Passage
- - - -

13 February 2021

#Review - The Shape of Darkness by Laura Purcell

The Shape of Darkness
Laura Purcell
Bloomsbury Raven, 21 January 2021
Available as: HB, 416pp, audio, e
Source: Advance e-copy via NetGalley
ISBN: 9781526602589

'The whole affair was about power, manipulation, ownership'.

Agnes lives in mid-Victorian Bath with her mother and young nephew, Cedric. Times are hard and she struggles to make ends meet, earning a precarious living by cutting silhouettes. But that craft is increasingly being crowded out by the new craze for photography. Perhaps Agnes will be forced to accept help from her brother-in-law, Simon Carfax?

I loved the characters of this book. The self-reliant but dreamy Agnes. The reserved Simon - doing all he can to help, but yet..., the two sisters, Pearl ("the White Sylph") and older Myrtle, who make their living from seances and consultations. Pearl and Myrtle seem to have secrets - who are they and what are they about?

- - - -

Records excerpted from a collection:
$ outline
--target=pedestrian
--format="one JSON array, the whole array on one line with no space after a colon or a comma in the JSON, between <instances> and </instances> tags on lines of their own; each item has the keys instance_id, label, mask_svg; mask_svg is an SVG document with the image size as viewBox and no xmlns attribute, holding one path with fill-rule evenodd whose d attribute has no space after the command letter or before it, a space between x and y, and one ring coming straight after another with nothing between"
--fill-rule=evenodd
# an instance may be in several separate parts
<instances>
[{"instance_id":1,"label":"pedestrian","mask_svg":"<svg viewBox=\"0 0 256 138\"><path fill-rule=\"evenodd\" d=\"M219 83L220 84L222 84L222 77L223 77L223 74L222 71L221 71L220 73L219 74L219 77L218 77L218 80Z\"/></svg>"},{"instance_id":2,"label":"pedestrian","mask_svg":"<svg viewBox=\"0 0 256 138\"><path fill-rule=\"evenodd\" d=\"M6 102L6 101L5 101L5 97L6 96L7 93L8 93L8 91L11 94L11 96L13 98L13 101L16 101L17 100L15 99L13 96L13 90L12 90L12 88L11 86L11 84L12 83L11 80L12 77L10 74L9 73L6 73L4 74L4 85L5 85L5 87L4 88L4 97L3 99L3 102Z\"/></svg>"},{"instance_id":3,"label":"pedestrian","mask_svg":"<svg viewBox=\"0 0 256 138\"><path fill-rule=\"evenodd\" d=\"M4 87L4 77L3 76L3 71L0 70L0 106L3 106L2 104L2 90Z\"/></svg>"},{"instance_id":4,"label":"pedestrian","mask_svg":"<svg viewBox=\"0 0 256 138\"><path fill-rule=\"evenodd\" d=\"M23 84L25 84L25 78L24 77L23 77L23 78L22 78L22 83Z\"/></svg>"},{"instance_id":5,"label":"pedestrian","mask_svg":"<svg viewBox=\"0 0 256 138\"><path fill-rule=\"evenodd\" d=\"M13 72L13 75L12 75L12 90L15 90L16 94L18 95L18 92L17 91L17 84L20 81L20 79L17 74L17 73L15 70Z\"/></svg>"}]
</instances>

- - - -

Tasks to complete
[1] Copy the records word for word, everything from the first line of the records down to the line containing "--fill-rule=evenodd", with both of those lines included.
[2] Carry on the review of The Shape of Darkness from the point where it stops.

Answers to the exercises
[1]
$ outline
--target=pedestrian
--format="one JSON array, the whole array on one line with no space after a colon or a comma in the JSON, between <instances> and </instances> tags on lines of their own; each item has the keys instance_id, label, mask_svg; mask_svg is an SVG document with the image size as viewBox and no xmlns attribute, holding one path with fill-rule evenodd whose d attribute has no space after the command letter or before it, a space between x and y, and one ring coming straight after another with nothing between"
--fill-rule=evenodd

[2]
And I loved the setting. This isn't the elegant city of Jane Austen, rather a Bath that's had fifty years of coal smoke bled into it, and fifty years of decay for the fancy buildings. It's a town of soot, railways, rot and mould, seen in the depths of a gloomy English winter. Agnes' house is shabby and unkempt: Pearl and Myrtle's lodgings damp and draughty. The reader senses just how tenuous the lives of these women are in a patriarchal society. The point is brought home when, through ghastly coincidence, Agnes has to report a strange death to the police and her home and business become of interest to the unpleasant (and suspicious) Sergeant Redmayne.

But that's only the beginning. It seems there's a killer loose in Bath, a killer who seems to be threatening Agnes and her family. Unable to trust the police, Agnes turns to Pearl, the young medium, for the help she needs. As the two investigate - observed closely by the jealous and resentful Myrtle - we gradually learn more about the tragedy in Agnes' own family, and the mysterious (and missing) naval officer, Montague, who seems to be at the heart of it all.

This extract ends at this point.